> [WORK REQUIRED]
Repeat the items starting at the line containing "Trace the outline of every instance of the barn" and ending at the last item, swapping "metal" for "steel" and leaving everything else unchanged.

>> START RECORD EXTRACTS

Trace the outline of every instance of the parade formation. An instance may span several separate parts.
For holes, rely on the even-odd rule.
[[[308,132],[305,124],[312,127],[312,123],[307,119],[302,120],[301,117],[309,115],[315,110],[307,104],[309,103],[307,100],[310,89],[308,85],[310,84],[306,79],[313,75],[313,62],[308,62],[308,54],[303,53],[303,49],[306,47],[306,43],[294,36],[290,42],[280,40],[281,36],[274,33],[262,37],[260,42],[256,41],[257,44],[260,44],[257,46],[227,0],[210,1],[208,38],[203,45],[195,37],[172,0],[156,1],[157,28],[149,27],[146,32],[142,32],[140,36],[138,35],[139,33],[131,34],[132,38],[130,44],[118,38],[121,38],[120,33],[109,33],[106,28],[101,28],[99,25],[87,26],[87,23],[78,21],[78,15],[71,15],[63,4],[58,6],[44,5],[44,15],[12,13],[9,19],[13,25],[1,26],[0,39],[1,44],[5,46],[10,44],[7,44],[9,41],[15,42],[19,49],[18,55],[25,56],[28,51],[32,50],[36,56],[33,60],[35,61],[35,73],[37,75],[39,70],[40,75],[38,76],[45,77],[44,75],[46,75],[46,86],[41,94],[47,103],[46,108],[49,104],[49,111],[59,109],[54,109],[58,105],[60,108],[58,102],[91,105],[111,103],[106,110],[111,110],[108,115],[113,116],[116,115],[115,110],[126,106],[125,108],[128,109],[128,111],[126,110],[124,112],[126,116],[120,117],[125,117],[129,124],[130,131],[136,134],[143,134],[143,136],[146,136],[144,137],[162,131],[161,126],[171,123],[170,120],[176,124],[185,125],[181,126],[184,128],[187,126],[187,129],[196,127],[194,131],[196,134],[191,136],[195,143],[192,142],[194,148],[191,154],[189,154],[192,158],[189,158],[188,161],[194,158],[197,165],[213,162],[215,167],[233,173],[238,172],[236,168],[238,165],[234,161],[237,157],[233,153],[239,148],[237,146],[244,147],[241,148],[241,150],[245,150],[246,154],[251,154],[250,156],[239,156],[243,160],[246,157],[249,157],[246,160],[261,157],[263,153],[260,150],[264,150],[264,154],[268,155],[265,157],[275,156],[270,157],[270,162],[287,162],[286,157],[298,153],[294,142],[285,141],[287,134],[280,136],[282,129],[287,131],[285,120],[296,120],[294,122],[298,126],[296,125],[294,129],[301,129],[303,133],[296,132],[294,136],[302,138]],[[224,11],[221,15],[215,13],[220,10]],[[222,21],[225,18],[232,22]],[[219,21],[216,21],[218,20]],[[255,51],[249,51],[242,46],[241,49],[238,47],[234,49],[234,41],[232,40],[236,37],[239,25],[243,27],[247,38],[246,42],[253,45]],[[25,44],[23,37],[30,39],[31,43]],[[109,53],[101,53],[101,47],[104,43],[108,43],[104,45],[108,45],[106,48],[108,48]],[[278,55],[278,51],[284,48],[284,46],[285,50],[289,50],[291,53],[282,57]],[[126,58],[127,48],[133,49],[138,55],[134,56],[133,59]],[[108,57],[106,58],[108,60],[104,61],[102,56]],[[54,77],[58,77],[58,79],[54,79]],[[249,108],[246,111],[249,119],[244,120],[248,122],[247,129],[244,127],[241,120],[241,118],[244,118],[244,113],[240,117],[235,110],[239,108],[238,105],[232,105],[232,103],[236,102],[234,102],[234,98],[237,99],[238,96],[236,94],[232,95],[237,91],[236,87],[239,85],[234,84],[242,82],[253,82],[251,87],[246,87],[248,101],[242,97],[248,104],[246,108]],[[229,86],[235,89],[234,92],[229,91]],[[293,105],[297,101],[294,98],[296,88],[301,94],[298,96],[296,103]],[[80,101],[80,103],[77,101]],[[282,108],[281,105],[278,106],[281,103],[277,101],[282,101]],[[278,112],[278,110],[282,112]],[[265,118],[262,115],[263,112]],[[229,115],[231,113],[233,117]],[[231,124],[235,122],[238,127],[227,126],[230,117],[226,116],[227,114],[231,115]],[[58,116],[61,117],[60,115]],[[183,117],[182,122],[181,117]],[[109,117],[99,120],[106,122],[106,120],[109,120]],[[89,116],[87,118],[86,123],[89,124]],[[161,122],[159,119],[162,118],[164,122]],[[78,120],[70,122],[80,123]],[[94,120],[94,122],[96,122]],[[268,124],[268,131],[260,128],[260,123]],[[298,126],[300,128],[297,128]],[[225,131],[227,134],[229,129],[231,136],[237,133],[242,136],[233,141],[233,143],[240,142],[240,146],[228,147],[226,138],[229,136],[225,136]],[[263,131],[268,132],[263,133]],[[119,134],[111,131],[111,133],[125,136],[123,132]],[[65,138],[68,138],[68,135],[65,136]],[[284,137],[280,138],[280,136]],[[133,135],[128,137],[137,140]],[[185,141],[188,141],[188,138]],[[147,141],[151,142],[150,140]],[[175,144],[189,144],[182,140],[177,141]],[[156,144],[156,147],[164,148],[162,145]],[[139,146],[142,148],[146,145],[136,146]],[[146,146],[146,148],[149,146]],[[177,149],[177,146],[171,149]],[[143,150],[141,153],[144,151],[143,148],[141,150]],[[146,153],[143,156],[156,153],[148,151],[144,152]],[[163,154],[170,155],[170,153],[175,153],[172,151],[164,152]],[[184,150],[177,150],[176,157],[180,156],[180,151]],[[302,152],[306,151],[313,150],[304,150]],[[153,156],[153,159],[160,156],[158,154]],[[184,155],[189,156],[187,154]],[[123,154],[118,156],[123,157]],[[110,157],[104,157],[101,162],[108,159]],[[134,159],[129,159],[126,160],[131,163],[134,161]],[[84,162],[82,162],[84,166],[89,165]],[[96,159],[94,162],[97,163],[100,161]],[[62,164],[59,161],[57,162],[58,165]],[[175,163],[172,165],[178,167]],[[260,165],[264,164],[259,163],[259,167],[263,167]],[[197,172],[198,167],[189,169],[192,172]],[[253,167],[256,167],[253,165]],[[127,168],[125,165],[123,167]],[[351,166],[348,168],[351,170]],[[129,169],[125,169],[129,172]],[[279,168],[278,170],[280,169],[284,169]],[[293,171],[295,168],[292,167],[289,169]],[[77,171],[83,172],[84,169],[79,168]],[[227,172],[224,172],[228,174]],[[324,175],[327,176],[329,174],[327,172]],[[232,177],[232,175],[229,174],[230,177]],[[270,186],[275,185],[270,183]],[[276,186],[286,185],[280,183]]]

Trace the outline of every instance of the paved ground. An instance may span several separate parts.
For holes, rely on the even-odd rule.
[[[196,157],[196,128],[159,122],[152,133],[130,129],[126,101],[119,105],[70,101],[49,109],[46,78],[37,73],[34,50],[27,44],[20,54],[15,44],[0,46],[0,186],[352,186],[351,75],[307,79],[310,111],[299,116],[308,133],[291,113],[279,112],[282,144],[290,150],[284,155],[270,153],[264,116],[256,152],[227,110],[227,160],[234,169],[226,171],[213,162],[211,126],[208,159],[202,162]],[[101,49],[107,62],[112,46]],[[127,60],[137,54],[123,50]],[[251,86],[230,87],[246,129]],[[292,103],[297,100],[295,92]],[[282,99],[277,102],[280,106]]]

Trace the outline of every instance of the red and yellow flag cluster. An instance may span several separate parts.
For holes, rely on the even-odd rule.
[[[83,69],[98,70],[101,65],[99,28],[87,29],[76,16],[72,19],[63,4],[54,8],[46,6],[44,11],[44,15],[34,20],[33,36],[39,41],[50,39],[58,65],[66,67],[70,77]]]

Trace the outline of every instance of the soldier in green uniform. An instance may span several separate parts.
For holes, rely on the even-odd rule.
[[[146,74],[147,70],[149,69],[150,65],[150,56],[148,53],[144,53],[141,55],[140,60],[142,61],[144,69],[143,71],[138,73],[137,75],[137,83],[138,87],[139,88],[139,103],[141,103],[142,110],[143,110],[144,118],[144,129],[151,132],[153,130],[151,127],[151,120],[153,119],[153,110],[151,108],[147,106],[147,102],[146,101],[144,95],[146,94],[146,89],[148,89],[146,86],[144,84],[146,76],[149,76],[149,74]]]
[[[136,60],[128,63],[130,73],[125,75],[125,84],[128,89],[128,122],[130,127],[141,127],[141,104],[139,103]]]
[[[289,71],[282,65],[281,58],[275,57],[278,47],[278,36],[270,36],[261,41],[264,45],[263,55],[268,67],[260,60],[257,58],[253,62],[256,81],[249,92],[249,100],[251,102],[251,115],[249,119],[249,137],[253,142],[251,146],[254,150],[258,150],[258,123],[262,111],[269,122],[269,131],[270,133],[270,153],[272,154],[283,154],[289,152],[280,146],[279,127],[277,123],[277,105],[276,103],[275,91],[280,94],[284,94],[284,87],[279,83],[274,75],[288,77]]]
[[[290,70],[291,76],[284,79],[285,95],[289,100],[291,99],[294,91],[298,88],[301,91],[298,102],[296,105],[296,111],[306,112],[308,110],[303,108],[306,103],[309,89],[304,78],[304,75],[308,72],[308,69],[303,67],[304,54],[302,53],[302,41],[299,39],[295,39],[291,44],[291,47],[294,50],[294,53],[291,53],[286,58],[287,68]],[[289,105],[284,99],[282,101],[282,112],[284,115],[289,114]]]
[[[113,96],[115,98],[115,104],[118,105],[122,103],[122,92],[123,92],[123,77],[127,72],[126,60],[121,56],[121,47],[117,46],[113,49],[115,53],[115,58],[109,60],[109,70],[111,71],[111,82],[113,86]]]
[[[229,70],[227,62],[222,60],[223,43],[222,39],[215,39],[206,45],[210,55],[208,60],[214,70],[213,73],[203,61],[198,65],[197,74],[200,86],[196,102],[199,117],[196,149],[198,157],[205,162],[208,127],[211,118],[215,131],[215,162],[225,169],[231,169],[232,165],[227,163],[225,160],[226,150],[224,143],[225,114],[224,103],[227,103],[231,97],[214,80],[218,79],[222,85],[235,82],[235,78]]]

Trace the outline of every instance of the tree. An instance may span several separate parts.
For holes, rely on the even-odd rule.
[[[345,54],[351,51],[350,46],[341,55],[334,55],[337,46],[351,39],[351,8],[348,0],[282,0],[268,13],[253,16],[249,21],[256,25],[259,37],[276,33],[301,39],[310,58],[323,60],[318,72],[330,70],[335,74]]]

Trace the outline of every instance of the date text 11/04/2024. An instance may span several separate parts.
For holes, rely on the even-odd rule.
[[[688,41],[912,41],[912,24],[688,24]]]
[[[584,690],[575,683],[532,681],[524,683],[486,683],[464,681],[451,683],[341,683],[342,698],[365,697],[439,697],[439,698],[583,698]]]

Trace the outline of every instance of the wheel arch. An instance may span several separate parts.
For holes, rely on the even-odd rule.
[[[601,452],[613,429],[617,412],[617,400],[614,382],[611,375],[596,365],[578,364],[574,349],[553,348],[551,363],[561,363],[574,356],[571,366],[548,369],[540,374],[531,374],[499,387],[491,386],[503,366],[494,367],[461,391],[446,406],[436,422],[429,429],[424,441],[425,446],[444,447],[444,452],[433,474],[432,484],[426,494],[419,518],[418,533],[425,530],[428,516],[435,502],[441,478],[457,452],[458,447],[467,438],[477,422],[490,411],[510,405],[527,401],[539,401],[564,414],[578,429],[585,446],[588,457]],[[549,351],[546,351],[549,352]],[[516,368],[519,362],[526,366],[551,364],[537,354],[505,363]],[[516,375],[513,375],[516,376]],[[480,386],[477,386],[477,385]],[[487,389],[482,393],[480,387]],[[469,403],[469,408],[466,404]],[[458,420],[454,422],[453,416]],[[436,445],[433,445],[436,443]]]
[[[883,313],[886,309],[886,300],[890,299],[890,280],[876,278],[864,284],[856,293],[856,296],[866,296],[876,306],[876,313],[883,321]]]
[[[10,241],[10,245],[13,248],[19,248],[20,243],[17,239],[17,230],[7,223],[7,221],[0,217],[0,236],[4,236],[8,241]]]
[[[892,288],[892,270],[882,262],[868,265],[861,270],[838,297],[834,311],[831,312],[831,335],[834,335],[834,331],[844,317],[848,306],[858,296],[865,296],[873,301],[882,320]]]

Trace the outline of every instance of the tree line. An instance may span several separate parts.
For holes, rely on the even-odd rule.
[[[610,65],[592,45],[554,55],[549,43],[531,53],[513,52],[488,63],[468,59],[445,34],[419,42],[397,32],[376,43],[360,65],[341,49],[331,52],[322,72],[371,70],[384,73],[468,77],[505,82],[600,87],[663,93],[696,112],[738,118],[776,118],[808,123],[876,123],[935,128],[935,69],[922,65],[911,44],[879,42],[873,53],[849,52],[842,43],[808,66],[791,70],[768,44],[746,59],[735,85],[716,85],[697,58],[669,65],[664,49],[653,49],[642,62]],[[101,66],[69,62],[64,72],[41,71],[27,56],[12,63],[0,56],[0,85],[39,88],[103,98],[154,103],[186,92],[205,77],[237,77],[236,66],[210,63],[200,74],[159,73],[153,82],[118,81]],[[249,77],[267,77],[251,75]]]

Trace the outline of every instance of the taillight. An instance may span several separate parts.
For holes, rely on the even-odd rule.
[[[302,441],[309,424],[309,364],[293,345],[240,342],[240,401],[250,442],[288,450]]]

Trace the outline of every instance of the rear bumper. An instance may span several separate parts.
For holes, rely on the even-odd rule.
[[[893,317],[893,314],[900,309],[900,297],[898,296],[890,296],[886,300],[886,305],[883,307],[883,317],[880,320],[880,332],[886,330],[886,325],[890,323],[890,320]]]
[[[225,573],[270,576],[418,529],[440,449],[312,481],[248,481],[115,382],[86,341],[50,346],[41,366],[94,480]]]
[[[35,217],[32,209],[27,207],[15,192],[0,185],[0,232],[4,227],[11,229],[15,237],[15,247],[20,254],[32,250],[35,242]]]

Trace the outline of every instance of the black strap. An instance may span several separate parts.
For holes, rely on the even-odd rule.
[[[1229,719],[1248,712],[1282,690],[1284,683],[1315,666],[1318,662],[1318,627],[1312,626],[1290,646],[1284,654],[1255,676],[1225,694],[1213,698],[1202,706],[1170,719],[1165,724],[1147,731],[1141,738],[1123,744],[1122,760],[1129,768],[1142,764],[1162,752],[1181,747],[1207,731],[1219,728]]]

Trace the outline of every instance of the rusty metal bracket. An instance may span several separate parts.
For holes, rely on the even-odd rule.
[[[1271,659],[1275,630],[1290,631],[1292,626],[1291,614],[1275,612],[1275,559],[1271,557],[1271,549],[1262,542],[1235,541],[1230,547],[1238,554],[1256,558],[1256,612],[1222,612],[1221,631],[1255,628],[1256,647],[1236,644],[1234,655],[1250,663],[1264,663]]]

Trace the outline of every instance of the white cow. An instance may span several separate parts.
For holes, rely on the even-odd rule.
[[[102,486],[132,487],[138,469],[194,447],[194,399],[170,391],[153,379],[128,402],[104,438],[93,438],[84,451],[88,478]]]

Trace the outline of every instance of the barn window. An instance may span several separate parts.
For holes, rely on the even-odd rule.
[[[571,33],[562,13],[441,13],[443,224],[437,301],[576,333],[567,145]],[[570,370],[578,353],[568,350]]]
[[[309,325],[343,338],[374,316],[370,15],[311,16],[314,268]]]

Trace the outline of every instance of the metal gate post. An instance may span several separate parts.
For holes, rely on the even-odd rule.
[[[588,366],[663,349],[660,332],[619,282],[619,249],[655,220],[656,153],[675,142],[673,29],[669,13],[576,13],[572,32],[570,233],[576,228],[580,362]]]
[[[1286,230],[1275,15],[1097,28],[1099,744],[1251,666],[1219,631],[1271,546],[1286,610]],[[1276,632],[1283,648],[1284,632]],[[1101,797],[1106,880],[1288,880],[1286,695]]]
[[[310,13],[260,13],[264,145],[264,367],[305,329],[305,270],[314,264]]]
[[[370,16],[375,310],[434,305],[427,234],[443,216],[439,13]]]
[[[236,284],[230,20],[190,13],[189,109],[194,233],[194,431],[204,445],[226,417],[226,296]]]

>> END RECORD EXTRACTS

> [EXERCISE SOLUTION]
Trace the outline of every instance of the barn window. An instance may span several separate parts.
For holes, rely on the even-odd rule.
[[[571,33],[562,13],[441,13],[443,224],[437,301],[576,333],[567,145]],[[570,370],[578,353],[568,350]]]
[[[309,325],[343,338],[374,316],[370,15],[311,16],[314,268]]]

Trace the outline of every instance of the steel gate post. An instance may span several separate parts.
For holes, rely on the even-odd rule.
[[[588,366],[663,349],[660,332],[619,282],[619,249],[655,220],[656,153],[675,142],[673,29],[669,13],[576,13],[572,32],[570,233],[576,228],[580,362]]]
[[[1286,230],[1275,15],[1097,28],[1099,744],[1251,666],[1219,631],[1271,546],[1286,610]],[[1276,632],[1283,648],[1284,632]],[[1101,797],[1106,880],[1288,880],[1286,695]]]
[[[310,13],[260,13],[264,145],[264,367],[305,329],[305,270],[314,264]]]
[[[370,16],[375,310],[434,305],[427,234],[443,216],[439,13]]]
[[[236,284],[230,20],[190,13],[189,109],[194,233],[194,431],[204,445],[226,417],[226,296]]]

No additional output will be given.